**TEKS BACAAN:**
######

Melalui kacamata antropolognya, Levi-Strauss melihat mitos atau dongeng sebagai unsur awal terbentuknya suatu budaya. Dari mitos yang ditularkan dalam budaya tutur, budaya terbentuk dan diwariskan. Hanya saja, budaya dalam pemikiran Levi-Strauss tidak sebatas masyarakat atau sekumpulan orang saja, tetapi juga berlaku bagi tempat dan benda mati.
Dengan pisau analisisnya, Levi-Strauss membedah mitos (Latin: miteme) sebagai cerita yang abadi dan selalu mengandung makna yang jauh lebih penting dari isi cerita dalam mitos itu. Singkatnya, masyarakat menciptakan mitos karena ingin menyampaikan nilai penting untuk diturunkan kepada generasi selanjutnya. Hasilnya, cerita imajinatif dan terkadang mistis menjadi produk budaya yang diwariskan.
Fenomena adanya mitos buaya putih dan harimau hitam mungkin bisa dinalar secara logis. Misalnya, buaya albino yang dulu pernah muncul di Sungai Ciliwung, lalu disangka siluman atau jaguar (kucing hitam besar) yang disangka siluman harimau hitam. Artinya, upaya rasionalisasi atas mitos tentu ada dan tidak ada larangan untuk hal itu.

######

**DATA TERSIMPAN:**
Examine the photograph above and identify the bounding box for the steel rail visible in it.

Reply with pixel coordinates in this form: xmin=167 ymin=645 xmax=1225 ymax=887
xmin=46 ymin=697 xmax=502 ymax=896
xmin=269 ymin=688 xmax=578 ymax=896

######

**SOAL LATIHAN 1:**
Sebutkan semua hal yang, menurut pemikiran Levi-Strauss dalam teks tentang mitos, tercakup dalam pengertian budaya.
**SOAL LATIHAN 2:**
Tulis ulang bagian teks tentang mitos yang dimulai dengan "Melalui kacamata antropolognya, Levi-Strauss" dan berlanjut sampai "dan benda mati.", dengan menukar "dongeng" menjadi "legenda".
**SOAL LATIHAN 3:**
Tentukan apakah setiap pernyataan berikut sesuai dengan teks tentang mitos. Jawab ya atau tidak, lalu kutip kata-kata penentunya dari teks.
(a) Levi-Strauss memandang mitos sebagai unsur awal terbentuknya suatu budaya.
(b) Buaya albino pernah muncul di Sungai Ciliwung.
(c) Teks menyatakan bahwa ada larangan untuk merasionalisasi mitos.
Baris-baris data di atas merupakan bahan yang terpisah dari teks.

**JAWABAN YANG DIHARAPKAN 1:**
masyarakat, sekumpulan orang, tempat, benda mati

**JAWABAN YANG DIHARAPKAN 2:**
Melalui kacamata antropolognya, Levi-Strauss melihat mitos atau legenda sebagai unsur awal terbentuknya suatu budaya. Dari mitos yang ditularkan dalam budaya tutur, budaya terbentuk dan diwariskan. Hanya saja, budaya dalam pemikiran Levi-Strauss tidak sebatas masyarakat atau sekumpulan orang saja, tetapi juga berlaku bagi tempat dan benda mati.

**JAWABAN YANG DIHARAPKAN 3:**
(a) Ya: "Levi-Strauss melihat mitos atau dongeng sebagai unsur awal terbentuknya suatu budaya"
(b) Ya: "buaya albino yang dulu pernah muncul di Sungai Ciliwung"
(c) Tidak: "tidak ada larangan untuk hal itu"